审阅文段:
········

通过一定规则扫描和收集到的文件,可以通过 cmake/registry.cmake
文件中添加的 GENERATE_REGISTER_HEADER_FILE(_REG_LEAD_STRING _DEL_LEAD_STRING _BACK_STRING _CONFIG_FILE _TARGET_FILE)
函数进行文件生成。
# generate needed registry
FUNCTION (GENERATE_REGISTER_HEADER_FILE _REG_LEAD_STRING _DEL_LEAD_STRING _BACK_STRING _CONFIG_FILE _TARGET_FILE)
SET (_BGN_NOTICE_STR "// code generation start\n")
SET (_END_NOTICE_STR "// code generation finish\n")
SET (_GEN_REG_DEF_STR "${_BGN_NOTICE_STR}")
SET (_GEN_REG_CAL_STR "${_BGN_NOTICE_STR}")
SET (_GEN_DEL_DEF_STR "${_BGN_NOTICE_STR}")
SET (_GEN_DEL_CAL_STR "${_BGN_NOTICE_STR}")
FOREACH (_VAR ${ARGN})
STRING(REGEX REPLACE ".+/(.+)\\..*" "\\1" _NAME ${_VAR})
SET (_REG_FUNC "${_REG_LEAD_STRING}${_NAME}${_BACK_STRING}()")
SET (_DEL_FUNC "${_DEL_LEAD_STRING}${_NAME}${_BACK_STRING}()")
SET (_GEN_REG_DEF_STR "${_GEN_REG_DEF_STR}extern int ${_REG_FUNC};\n")
SET (_GEN_REG_CAL_STR "${_GEN_REG_CAL_STR} ret = ${_REG_FUNC};\n")

········

提供材料:

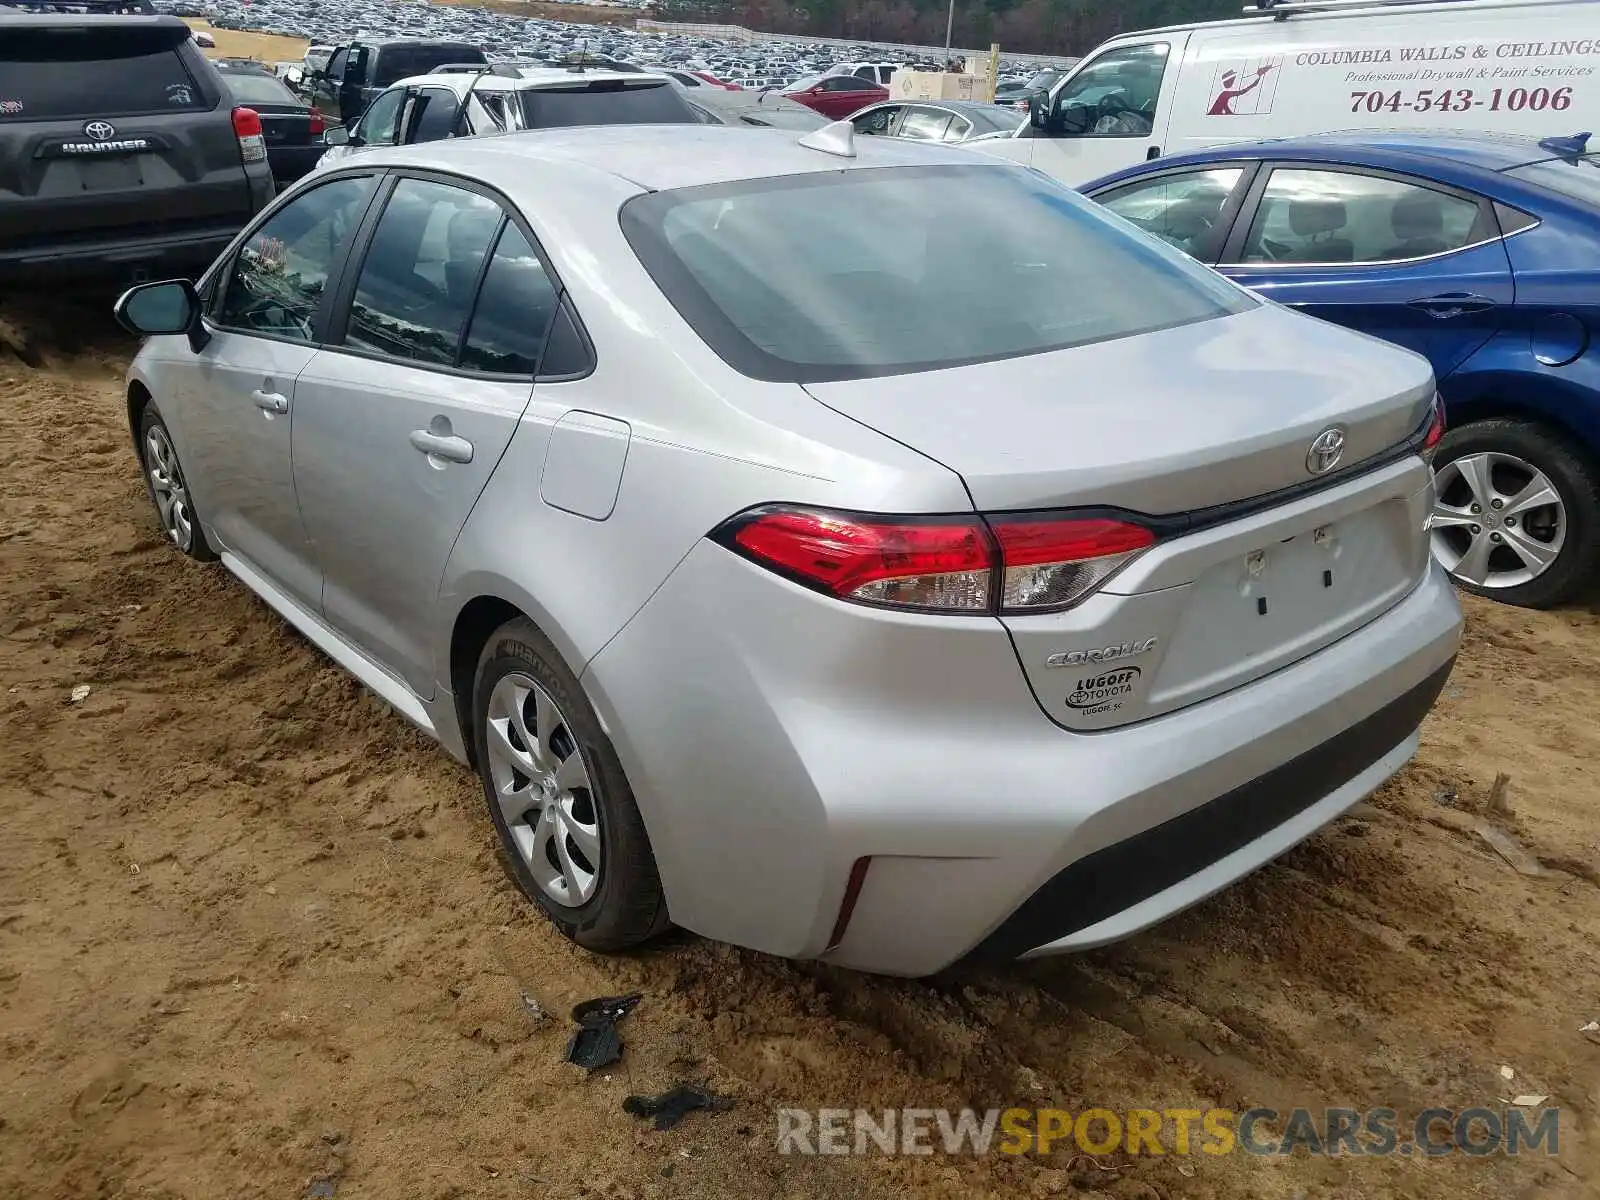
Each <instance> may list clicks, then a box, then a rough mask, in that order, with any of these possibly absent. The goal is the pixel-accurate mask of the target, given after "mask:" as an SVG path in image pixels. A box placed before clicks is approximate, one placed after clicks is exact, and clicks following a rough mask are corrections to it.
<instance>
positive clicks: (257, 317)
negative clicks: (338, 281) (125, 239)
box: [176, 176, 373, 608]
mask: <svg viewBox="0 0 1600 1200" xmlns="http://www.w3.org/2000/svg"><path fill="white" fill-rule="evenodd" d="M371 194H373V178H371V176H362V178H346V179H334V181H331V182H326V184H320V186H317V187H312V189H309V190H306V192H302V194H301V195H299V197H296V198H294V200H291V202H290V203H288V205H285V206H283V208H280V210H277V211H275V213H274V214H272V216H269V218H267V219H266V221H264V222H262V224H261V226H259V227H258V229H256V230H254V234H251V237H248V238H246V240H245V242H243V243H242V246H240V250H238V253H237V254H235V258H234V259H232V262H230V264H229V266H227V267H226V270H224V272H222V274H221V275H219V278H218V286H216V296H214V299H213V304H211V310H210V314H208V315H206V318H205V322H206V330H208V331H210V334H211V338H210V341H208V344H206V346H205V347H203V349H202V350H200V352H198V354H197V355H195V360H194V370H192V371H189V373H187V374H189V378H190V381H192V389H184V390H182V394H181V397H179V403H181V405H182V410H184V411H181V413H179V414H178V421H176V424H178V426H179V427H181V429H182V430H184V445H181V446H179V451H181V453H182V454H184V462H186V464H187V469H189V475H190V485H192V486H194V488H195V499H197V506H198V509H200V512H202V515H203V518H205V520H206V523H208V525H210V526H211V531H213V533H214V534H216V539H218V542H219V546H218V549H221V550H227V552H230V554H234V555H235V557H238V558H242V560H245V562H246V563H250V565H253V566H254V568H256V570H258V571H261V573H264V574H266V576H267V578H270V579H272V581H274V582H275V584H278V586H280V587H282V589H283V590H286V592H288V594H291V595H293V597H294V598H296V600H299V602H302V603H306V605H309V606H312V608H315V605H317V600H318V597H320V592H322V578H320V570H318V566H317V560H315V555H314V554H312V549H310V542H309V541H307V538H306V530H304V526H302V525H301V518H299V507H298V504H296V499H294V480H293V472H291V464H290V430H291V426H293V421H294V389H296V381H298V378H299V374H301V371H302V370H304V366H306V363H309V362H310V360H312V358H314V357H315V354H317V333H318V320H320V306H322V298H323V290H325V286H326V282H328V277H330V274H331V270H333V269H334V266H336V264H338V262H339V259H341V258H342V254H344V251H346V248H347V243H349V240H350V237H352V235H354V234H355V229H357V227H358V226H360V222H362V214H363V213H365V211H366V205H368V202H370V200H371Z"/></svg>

········

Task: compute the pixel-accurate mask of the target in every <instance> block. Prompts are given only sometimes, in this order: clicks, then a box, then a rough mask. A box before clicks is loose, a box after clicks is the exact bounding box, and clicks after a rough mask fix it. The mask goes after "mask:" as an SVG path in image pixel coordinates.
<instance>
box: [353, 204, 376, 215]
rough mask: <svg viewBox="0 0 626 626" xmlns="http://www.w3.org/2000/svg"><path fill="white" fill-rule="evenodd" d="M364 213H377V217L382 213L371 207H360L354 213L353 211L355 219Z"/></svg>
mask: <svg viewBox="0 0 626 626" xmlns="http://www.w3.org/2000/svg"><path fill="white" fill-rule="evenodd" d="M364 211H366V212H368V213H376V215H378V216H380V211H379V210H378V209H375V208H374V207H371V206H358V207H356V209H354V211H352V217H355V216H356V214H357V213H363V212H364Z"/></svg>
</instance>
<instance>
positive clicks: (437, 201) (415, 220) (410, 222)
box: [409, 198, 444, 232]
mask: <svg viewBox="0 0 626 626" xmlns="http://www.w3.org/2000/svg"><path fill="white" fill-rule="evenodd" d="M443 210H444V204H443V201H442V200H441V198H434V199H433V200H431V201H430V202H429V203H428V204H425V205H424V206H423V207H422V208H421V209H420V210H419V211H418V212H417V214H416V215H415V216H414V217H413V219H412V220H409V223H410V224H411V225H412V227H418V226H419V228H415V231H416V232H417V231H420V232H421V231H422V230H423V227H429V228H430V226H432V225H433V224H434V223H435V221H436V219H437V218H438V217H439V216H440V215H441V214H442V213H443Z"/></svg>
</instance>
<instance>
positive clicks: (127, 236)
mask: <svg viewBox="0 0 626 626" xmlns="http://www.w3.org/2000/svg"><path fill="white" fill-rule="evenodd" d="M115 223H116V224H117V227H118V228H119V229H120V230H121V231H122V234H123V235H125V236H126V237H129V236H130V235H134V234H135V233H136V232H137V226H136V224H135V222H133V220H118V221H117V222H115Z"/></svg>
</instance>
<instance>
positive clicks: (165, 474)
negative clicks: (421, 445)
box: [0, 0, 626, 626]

········

任务要求 1:
根据关于 CMake 注册头文件生成函数的审阅文段,用一到三句话说明循环中每个注册函数名 _REG_FUNC 是如何得出的。
任务要求 2:
请从关于 CMake 注册头文件生成函数的审阅文段的最后一行之后续写这段代码。
以上数据与题目无关,作答时不必参考。

练习结果 1:
循环先用正则表达式从每个文件路径中取出最后一个斜杠之后、最后一个点号之前的部分,存为 _NAME。然后把 _REG_LEAD_STRING、_NAME、_BACK_STRING 依次拼接,再在末尾加上"()",得到 _REG_FUNC。

练习结果 2:
SET (_GEN_REG_CAL_STR "${_GEN_REG_CAL_STR} if(0 != ret)\n")
SET (_GEN_REG_CAL_STR "${_GEN_REG_CAL_STR} {\n")
SET (_GEN_REG_CAL_STR "${_GEN_REG_CAL_STR} TLOG_ERR(\"Tengine FATAL: Call %s failed(%d).\\n\", \"${_REG_FUNC}\", ret);\n")
SET (_GEN_REG_CAL_STR "${_GEN_REG_CAL_STR} }\n")
SET (_GEN_DEL_DEF_STR "${_GEN_DEL_DEF_STR}extern int ${_DEL_FUNC};\n")
SET (_GEN_DEL_CAL_STR "${_GEN_DEL_CAL_STR} ret = ${_DEL_FUNC};\n")
SET (_GEN_DEL_CAL_STR "${_GEN_DEL_CAL_STR} if(0 != ret)\n")
SET (_GEN_DEL_CAL_STR "${_GEN_DEL_CAL_STR} {\n")
SET (_GEN_DEL_CAL_STR "${_GEN_DEL_CAL_STR} TLOG_ERR(\"Tengine FATAL: Call %s failed(%d).\\n\", \"${_REG_FUNC}\", ret);\n")
SET (_GEN_DEL_CAL_STR "${_GEN_DEL_CAL_STR} }\n")
ENDFOREACH()
SET (_GEN_REG_DEF_STR "${_GEN_REG_DEF_STR}${_END_NOTICE_STR}")
SET (_GEN_REG_CAL_STR "${_GEN_REG_CAL_STR} ${_END_NOTICE_STR}")
SET (_GEN_DEL_DEF_STR "${_GEN_DEL_DEF_STR}${_END_NOTICE_STR}")
SET (_GEN_DEL_CAL_STR "${_GEN_DEL_CAL_STR} ${_END_NOTICE_STR}")
CONFIGURE_FILE(${_CONFIG_FILE} ${_TARGET_FILE})
ENDFUNCTION()
这个函数的核心就是根据输入的文件列表,产生两个字符串 _GEN_REG_CAL_STR
和 _GEN_DEL_CAL_STR
,这两个字符串将会在生成过程 CONFIGURE_FILE(${_CONFIG_FILE} ${_TARGET_FILE})
中,替换掉 header_name.h.in
中的 @_GEN_REG_CAL_STR@
和 @_GEN_DEL_CAL_STR@
字符串部分,分别完成函数的声明、注册函数的调用、反注册函数的调用,生成的文件一般会保存在 ${CMAKE_BINARY_DIR}
中的对应位置,这由函数的 _TARGET_FILE
指定。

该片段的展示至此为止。